- WORK TO COMPLETE -
Retype the whole listing, character for character.

===

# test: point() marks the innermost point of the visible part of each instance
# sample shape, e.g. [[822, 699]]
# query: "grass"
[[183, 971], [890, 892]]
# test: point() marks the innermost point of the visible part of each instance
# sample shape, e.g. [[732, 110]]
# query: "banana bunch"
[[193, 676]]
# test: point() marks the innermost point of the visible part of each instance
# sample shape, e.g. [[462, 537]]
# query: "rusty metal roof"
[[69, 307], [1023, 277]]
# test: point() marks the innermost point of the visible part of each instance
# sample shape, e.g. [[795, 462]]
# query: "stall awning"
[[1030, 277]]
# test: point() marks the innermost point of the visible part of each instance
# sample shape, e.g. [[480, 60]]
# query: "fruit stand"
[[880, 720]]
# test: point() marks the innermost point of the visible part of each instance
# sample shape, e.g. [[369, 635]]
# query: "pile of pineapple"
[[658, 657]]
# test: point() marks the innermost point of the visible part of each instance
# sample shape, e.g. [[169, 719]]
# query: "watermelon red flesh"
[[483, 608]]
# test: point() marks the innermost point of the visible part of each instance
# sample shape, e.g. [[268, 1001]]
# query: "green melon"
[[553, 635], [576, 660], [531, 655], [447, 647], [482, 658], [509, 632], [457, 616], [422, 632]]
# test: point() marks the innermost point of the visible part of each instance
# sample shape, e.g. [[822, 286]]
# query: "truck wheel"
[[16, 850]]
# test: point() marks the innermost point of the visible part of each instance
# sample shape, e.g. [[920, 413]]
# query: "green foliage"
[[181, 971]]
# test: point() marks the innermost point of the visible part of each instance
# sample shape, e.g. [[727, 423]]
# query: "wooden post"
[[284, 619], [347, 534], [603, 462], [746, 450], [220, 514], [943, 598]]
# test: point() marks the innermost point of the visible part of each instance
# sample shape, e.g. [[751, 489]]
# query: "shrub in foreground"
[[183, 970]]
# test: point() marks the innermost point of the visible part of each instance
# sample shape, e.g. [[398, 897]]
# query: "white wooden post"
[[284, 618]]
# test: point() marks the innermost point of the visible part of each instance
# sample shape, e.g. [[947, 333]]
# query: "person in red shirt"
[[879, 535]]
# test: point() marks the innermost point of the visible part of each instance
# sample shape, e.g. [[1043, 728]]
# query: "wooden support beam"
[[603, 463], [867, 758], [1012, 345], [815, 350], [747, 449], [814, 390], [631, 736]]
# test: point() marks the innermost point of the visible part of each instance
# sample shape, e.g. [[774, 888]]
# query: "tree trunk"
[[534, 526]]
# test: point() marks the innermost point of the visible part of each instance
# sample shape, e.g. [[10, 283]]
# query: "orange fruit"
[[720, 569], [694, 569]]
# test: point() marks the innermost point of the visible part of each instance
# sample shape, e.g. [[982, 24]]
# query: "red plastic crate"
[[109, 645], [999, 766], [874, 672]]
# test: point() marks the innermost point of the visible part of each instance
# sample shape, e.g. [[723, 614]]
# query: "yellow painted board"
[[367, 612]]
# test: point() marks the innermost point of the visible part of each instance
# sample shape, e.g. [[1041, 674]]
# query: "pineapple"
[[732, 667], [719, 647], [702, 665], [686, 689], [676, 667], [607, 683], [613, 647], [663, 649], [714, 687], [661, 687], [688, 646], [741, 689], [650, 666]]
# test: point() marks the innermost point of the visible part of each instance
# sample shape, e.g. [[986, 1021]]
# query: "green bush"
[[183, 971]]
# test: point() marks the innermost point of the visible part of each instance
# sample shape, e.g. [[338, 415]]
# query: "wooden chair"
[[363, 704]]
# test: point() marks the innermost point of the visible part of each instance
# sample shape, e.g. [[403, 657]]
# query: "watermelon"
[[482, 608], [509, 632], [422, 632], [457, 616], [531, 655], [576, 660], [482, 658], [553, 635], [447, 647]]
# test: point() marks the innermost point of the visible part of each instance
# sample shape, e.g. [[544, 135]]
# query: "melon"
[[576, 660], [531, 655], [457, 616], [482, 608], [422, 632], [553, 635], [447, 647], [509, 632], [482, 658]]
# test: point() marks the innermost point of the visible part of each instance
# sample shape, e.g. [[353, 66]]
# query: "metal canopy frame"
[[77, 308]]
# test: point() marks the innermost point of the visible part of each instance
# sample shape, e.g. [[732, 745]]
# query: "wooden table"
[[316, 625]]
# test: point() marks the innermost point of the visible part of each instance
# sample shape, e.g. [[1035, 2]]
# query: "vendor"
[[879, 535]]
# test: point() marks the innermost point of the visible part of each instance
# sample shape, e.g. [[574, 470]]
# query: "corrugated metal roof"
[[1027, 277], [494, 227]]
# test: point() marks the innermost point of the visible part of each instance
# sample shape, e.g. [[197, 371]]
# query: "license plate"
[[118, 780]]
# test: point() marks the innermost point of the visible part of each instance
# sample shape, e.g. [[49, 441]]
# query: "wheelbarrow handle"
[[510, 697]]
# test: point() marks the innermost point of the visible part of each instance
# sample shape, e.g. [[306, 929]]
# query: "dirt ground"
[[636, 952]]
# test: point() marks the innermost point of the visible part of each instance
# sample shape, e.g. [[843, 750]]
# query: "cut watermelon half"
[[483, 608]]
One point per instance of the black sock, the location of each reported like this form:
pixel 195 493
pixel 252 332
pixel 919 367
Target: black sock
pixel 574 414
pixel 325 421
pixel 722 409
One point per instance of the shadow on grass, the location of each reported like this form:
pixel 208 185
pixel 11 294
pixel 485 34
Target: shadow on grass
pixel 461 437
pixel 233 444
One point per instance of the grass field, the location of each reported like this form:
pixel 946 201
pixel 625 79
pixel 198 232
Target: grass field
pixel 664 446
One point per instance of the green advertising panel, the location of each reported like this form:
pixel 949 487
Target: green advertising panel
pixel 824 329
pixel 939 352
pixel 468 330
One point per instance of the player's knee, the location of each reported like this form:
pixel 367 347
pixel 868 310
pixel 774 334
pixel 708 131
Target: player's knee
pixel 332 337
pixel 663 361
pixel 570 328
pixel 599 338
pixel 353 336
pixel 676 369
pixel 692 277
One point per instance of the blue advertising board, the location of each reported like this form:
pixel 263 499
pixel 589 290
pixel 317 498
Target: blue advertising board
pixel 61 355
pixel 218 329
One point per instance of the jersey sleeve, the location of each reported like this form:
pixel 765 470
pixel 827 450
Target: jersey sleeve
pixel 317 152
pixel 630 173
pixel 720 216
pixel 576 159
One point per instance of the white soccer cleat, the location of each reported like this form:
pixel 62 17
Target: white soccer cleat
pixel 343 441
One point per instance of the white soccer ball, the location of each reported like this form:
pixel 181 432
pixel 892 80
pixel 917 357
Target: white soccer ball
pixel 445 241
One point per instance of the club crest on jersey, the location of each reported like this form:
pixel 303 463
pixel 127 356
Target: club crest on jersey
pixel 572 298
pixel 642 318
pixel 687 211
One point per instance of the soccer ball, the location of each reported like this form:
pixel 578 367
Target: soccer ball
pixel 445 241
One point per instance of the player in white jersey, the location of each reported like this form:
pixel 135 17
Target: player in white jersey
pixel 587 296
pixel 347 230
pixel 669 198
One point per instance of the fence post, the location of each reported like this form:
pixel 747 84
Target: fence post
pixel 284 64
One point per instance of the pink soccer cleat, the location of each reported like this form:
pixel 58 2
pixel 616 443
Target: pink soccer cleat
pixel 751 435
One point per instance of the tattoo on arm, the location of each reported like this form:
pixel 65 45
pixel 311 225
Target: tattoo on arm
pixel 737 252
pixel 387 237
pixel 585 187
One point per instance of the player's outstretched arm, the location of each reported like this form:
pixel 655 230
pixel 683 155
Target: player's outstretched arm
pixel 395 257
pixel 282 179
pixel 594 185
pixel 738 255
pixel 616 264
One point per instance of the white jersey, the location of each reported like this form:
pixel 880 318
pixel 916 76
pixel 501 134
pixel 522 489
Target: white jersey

===

- RESPONSE TO THE TASK -
# test: point() marks the innermost point of the visible part of each instance
# sample shape, e.g. [[822, 699]]
# query: "grass"
[[183, 971], [890, 892]]
# test: point() marks the innermost point of the visible part of each instance
# sample shape, e.g. [[732, 110]]
# query: "banana bunch"
[[193, 676]]
# test: point() marks the innermost point of the visible part of each instance
# sample shape, e.g. [[462, 537]]
# query: "rusty metal roof"
[[69, 307], [1023, 277]]
# test: point() marks the innermost point of the visible part of each instance
# sample shape, e.g. [[795, 462]]
# query: "stall awning"
[[1030, 277]]
# test: point() marks the innermost point of the visible part of each instance
# sample shape, e.g. [[480, 60]]
# query: "fruit stand"
[[880, 720]]
# test: point() marks the innermost point of the visible part of each instance
# sample shape, e.g. [[369, 635]]
# query: "pile of pineapple"
[[658, 657]]
# test: point() marks the innermost point of the visible part of each instance
# sample shape, e.g. [[169, 719]]
# query: "watermelon red flesh"
[[483, 608]]
# test: point() marks the innermost point of the visible part of each instance
# sample shape, e.g. [[268, 1001]]
# query: "green melon"
[[553, 635], [576, 660], [531, 655], [447, 647], [482, 658], [509, 632], [457, 616], [422, 632]]
# test: point() marks the innermost point of the visible part of each instance
# sample shape, e.g. [[822, 286]]
# query: "truck wheel"
[[16, 850]]
# test: point() marks the innermost point of the visible part of each instance
# sample shape, e.g. [[920, 413]]
# query: "green foliage"
[[181, 971]]
# test: point() marks the innermost point of the visible part of each instance
# sample shape, e.g. [[727, 423]]
# query: "wooden post"
[[284, 619], [347, 534], [603, 462], [746, 450], [220, 514], [943, 598]]
# test: point() marks the innermost point of the visible part of each instance
# sample shape, e.g. [[751, 489]]
# query: "shrub in foreground"
[[183, 970]]
# test: point() marks the innermost point of the visible part of each instance
# sample shape, e.g. [[398, 897]]
# query: "white wooden post"
[[284, 618]]
# test: point() marks the innermost point of the visible part of each instance
# sample shape, e.g. [[947, 333]]
# query: "person in red shirt"
[[879, 535]]
# test: point() marks the innermost point of the visible part of each instance
# sample shape, e.g. [[1043, 728]]
# query: "wooden support beam"
[[603, 463], [867, 758], [1012, 345], [815, 350], [747, 449], [814, 390], [631, 736]]
# test: point() marks the innermost point of the visible part of each instance
# sample shape, e.g. [[774, 888]]
# query: "tree trunk"
[[534, 526]]
# test: point() marks the innermost point of the visible part of each instance
# sample shape, e.g. [[10, 283]]
# query: "orange fruit"
[[720, 569], [694, 569]]
# test: point() marks the innermost point of the visible part of each instance
# sample shape, e.g. [[982, 24]]
# query: "red plastic crate"
[[109, 645], [999, 766], [874, 672]]
# test: point() marks the innermost point of the visible part of each instance
# sample shape, e.g. [[723, 614]]
# query: "yellow painted board"
[[367, 612]]
# test: point() marks the innermost point of the visible part of each instance
# sample shape, e.g. [[1041, 674]]
# query: "pineapple"
[[732, 667], [719, 647], [702, 665], [686, 689], [676, 667], [607, 683], [613, 647], [663, 649], [714, 687], [661, 687], [688, 646], [741, 689], [650, 666]]
# test: point() marks the innermost point of the visible part of each instance
# sample shape, e.g. [[986, 1021]]
# query: "green bush"
[[183, 971]]
# test: point() marks the innermost point of the visible part of each instance
# sample shape, e.g. [[338, 415]]
# query: "wooden chair"
[[363, 704]]
# test: point() marks the innermost point of the visible part of each instance
# sample shape, e.g. [[403, 657]]
# query: "watermelon"
[[482, 608], [509, 632], [422, 632], [457, 616], [531, 655], [576, 660], [482, 658], [553, 635], [447, 647]]
# test: point() marks the innermost point of the visible part of each instance
# sample shape, e.g. [[544, 135]]
# query: "melon"
[[576, 660], [531, 655], [457, 616], [482, 608], [422, 632], [553, 635], [447, 647], [509, 632], [482, 658]]
# test: point() marks the innermost point of the visible part of each instance
# sample shape, e.g. [[353, 66]]
# query: "metal canopy frame"
[[77, 308]]
# test: point() marks the innermost point of the visible part of each instance
# sample shape, e.g. [[732, 745]]
# query: "wooden table"
[[316, 625]]
# test: point() marks the innermost point of the visible part of each instance
# sample shape, e.g. [[1035, 2]]
# query: "vendor"
[[879, 535]]
# test: point() marks the innermost point of the visible part of each instance
# sample shape, e.g. [[574, 470]]
# query: "corrugated metal roof"
[[1027, 277], [494, 227]]
# test: point() marks the innermost point of the visible part of each instance
# sample shape, e.g. [[197, 371]]
# query: "license plate"
[[118, 780]]
# test: point() marks the innermost point of the visible part of each instance
# sample shape, e.g. [[49, 441]]
# query: "wheelbarrow handle"
[[510, 697]]
# test: point() marks the innermost point of the visible part of each instance
# sample shape, e.g. [[306, 929]]
# query: "dirt ground"
[[636, 952]]
# test: point() marks the innermost point of the visible part of each instance
# sample shape, e.g. [[843, 750]]
# query: "cut watermelon half"
[[483, 608]]
One point per instance of the black sock, the location of each reported like this form:
pixel 195 493
pixel 252 332
pixel 919 367
Target: black sock
pixel 574 414
pixel 325 421
pixel 722 409
One point per instance of the shadow on grass, the location of each reported like this form:
pixel 208 185
pixel 11 294
pixel 485 34
Target: shadow on grass
pixel 461 437
pixel 233 444
One point per instance of the grass field, the location of each reported like this form:
pixel 946 201
pixel 625 79
pixel 198 232
Target: grass field
pixel 664 446
One point per instance of the green advertising panel, the location of each reported like this form:
pixel 949 487
Target: green advertising panel
pixel 824 329
pixel 939 352
pixel 468 330
One point per instance of the player's knee, the location of each reported like this form:
pixel 367 347
pixel 868 310
pixel 774 334
pixel 708 131
Target: player's knee
pixel 332 337
pixel 663 361
pixel 570 328
pixel 599 338
pixel 353 336
pixel 676 369
pixel 692 277
One point per instance of the blue advertising board, the location of each reported like this form:
pixel 263 499
pixel 589 290
pixel 317 498
Target: blue advertising board
pixel 61 355
pixel 218 329
One point per instance of the jersey sleeve, the location of each reported like this form:
pixel 765 470
pixel 827 450
Target: jersey sleeve
pixel 317 152
pixel 630 173
pixel 720 216
pixel 576 159
One point per instance of the white soccer cleat, the location of each reported like this form:
pixel 62 17
Target: white soccer cleat
pixel 343 441
One point per instance of the white soccer ball, the location of each reported like this form:
pixel 181 432
pixel 892 80
pixel 917 357
Target: white soccer ball
pixel 445 241
One point per instance of the club crest on jersey, the location of each reported like this form:
pixel 303 463
pixel 127 356
Target: club crest on jersey
pixel 572 298
pixel 642 318
pixel 687 211
One point per instance of the soccer ball, the location of each reported like this form:
pixel 578 367
Target: soccer ball
pixel 445 241
One point per instance of the player in white jersey, the location of each reported like this form:
pixel 135 17
Target: player in white jersey
pixel 587 296
pixel 347 230
pixel 669 198
One point per instance of the fence post, the location of each reported like this form:
pixel 747 84
Target: fence post
pixel 284 64
One point per instance of the pink soccer cleat, the location of each reported like this form:
pixel 58 2
pixel 616 443
Target: pink soccer cleat
pixel 751 435
One point per instance of the tattoo on arm, the location of each reported like this form:
pixel 65 45
pixel 311 225
Target: tattoo on arm
pixel 737 252
pixel 387 237
pixel 585 187
One point per instance of the player's outstretched arm, the location of each reported like this form:
pixel 655 230
pixel 683 155
Target: player's outstretched arm
pixel 395 257
pixel 282 179
pixel 594 185
pixel 738 255
pixel 616 264
One point per instance of the white jersey, the location of each reported like this form:
pixel 880 318
pixel 916 76
pixel 501 134
pixel 522 489
Target: white jersey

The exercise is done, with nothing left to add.